» **WHAT IS REQUIRED**
The response must consist of all the entries, duplicated without alteration.

» **DATASET RECORDS**
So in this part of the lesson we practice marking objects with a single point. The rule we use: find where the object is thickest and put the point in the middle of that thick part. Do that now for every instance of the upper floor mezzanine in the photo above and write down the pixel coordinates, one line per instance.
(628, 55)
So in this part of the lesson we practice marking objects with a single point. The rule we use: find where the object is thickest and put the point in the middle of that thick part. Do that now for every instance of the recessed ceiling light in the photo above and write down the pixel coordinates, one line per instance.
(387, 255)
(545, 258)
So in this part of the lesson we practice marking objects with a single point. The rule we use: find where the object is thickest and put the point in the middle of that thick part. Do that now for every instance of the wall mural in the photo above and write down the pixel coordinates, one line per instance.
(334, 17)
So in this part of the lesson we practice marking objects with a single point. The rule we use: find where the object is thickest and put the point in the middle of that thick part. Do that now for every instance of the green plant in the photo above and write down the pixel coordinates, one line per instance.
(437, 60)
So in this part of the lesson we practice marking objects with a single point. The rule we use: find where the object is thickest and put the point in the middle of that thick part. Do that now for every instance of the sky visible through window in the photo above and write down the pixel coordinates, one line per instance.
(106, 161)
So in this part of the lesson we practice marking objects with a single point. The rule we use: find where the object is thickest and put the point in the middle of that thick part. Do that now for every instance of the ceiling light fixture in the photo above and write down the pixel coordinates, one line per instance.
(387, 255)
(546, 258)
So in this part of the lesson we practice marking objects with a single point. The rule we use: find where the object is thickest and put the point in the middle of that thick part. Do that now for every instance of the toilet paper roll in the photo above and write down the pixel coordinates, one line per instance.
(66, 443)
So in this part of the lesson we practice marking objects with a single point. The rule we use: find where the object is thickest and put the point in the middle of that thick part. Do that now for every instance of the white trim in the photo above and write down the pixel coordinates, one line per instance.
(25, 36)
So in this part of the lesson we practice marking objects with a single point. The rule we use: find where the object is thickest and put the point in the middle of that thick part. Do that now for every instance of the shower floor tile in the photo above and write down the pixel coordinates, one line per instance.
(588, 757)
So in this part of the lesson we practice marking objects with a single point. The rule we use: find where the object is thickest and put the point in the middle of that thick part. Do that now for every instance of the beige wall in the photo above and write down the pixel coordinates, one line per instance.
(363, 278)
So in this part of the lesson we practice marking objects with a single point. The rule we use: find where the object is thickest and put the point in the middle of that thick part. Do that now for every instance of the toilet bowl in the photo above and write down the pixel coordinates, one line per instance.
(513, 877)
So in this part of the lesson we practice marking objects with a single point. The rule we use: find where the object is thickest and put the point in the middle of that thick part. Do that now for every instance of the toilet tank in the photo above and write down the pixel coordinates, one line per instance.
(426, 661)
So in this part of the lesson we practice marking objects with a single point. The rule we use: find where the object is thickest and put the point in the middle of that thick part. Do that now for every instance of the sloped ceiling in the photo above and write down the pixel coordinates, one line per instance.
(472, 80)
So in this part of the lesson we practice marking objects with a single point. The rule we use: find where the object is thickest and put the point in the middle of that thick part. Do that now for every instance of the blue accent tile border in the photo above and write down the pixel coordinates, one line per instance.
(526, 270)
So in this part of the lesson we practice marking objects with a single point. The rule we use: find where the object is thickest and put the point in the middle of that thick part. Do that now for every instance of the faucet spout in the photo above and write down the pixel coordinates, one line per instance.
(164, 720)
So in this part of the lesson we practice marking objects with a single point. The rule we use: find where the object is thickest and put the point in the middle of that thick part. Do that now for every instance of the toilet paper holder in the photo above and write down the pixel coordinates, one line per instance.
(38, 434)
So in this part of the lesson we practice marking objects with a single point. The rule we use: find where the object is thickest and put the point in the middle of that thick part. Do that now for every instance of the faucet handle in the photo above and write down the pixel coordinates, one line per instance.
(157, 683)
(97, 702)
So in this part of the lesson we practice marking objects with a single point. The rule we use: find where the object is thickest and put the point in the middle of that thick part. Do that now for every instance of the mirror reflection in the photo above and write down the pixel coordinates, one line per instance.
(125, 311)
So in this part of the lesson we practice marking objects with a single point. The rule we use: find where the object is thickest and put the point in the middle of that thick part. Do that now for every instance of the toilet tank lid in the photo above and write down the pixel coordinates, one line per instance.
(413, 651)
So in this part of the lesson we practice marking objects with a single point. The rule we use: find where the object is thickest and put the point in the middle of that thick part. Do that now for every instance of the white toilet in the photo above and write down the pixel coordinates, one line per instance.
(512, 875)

» **FINAL ANSWER**
So in this part of the lesson we practice marking objects with a single point. The rule we use: find where the object is thickest and put the point in the middle of that thick part. Do that now for every instance of the upper floor mezzanine in the photo above and write down the pixel coordinates, one line per instance.
(628, 55)
So in this part of the lesson we practice marking objects with a single point. The rule we use: find where the object is thickest and put the point in the middle of that thick part. Do that now for every instance of the recessed ceiling light in the photo above and write down the pixel coordinates, one line per instance.
(387, 255)
(545, 258)
So in this part of the lesson we practice marking objects with a single point. The rule we use: find where the object is thickest and put the point in the middle of that thick part. Do that now for every instance of the wall mural in the photo above and write down the pixel coordinates, one line per instance.
(334, 17)
So in this part of the lesson we practice marking objects with a single point. The rule we use: find where the object is thickest and put the point in the middle of that thick part. Do that now for every instance of the green plant in the photo above and write down the pixel coordinates, one line per instance.
(437, 60)
So in this part of the lesson we practice marking objects with a single point. The rule we use: find where the object is thickest and put the point in the middle of that thick part. Do that now for every instance of the sky visible through window in the photo above and write down the pixel coordinates, one line per instance.
(106, 161)
So in this part of the lesson we practice marking objects with a single point. The rule we use: find where the object is thickest and put the point in the middle of that thick part. Do that now for every instance of the ceiling light fixture in the photo above and write down the pixel coordinates, one line per instance.
(387, 255)
(546, 258)
So in this part of the lesson we practice marking objects with a single point. The rule we use: find where the object is thickest and put the point in the middle of that thick part. Do that now for every instance of the toilet paper roll in the photo above and write down the pixel coordinates, one line per instance.
(66, 443)
So in this part of the lesson we practice marking objects with a single point. The rule we use: find where the object is thickest and put the point in the middle of that thick part. Do that now for every instance of the white trim in the photo above and write down the pixel coordinates, one line per instance.
(25, 36)
So in this part of the lesson we practice marking objects with a single point. The rule we use: find where the object is thickest and put the point in the middle of that thick part. Do that now for every instance of the shower floor tile in the photo above and write down the pixel coordinates, one line per instance.
(588, 757)
So in this part of the lesson we practice marking objects with a single point. The rule we use: find where the object is thickest and put the point in the middle of that thick part. Do that now for every instance of the beige wall in the photo above and write down the pixel coordinates, one line per instance.
(363, 278)
So in this part of the lesson we practice marking objects with a single point. The rule we use: find where the object is thickest and put the point in the middle of that thick part. Do that now for every instance of the toilet bowl in the photo above and write down the pixel coordinates, one line per instance.
(513, 877)
So in this part of the lesson we practice marking objects with a single point. The rule we use: find where the object is thickest and put the point in the middle of that thick part. Do that now for every instance of the toilet tank in the photo above and write down the pixel coordinates, one line per instance.
(426, 661)
So in this part of the lesson we practice marking objects with a single point. The rule we use: find where the object is thickest and put the point in the middle of that thick part. Do that now for every instance of the sloped ceiling in the photo above and write down the pixel coordinates, one line per instance.
(472, 80)
So in this part of the lesson we practice marking objects with a single point. The rule we use: find where the object is thickest and put the point in the middle of that thick part. Do that now for every instance of the blue accent tile border in the photo above and write down the pixel coordinates, one line per instance.
(526, 270)
So in this part of the lesson we practice marking objects with a single point. The rule we use: find where the object is thickest and put the point in the middle of that thick part. Do that now for every instance of the faucet spout in the photo above and write down the pixel coordinates, one line per instance.
(164, 720)
So in this part of the lesson we practice marking objects with a single point. The rule we use: find where the object is thickest and put the point in the middle of that thick part. Do that now for every instance of the toilet paper holder in the photo above and write down the pixel coordinates, one line per instance.
(38, 434)
So in this part of the lesson we practice marking objects with a single point. The rule we use: find where the object is thickest and put the point in the middle of that thick part. Do that now for every instance of the faucet handle in the photo above and write down the pixel coordinates, one line per instance.
(157, 683)
(97, 702)
So in this part of the lesson we practice marking objects with a single point. The rule we use: find where the object is thickest and put the point in the middle of that thick part. Do that now for every instance of the mirror reflection in the photo above and write down the pixel coordinates, one line per instance.
(125, 311)
So in this part of the lesson we practice marking objects with a single point. The rule we use: find where the object is thickest and put the point in the middle of that thick part. Do that now for every instance of the toilet tank lid in the photo above and write down the pixel coordinates, one line per instance.
(413, 651)
So in this part of the lesson we practice marking objects with a single point. The rule we use: find where the object is thickest and put the point in the middle of that thick part. Do that now for every instance of the white toilet in the photo above and write down the pixel coordinates, one line per instance.
(512, 875)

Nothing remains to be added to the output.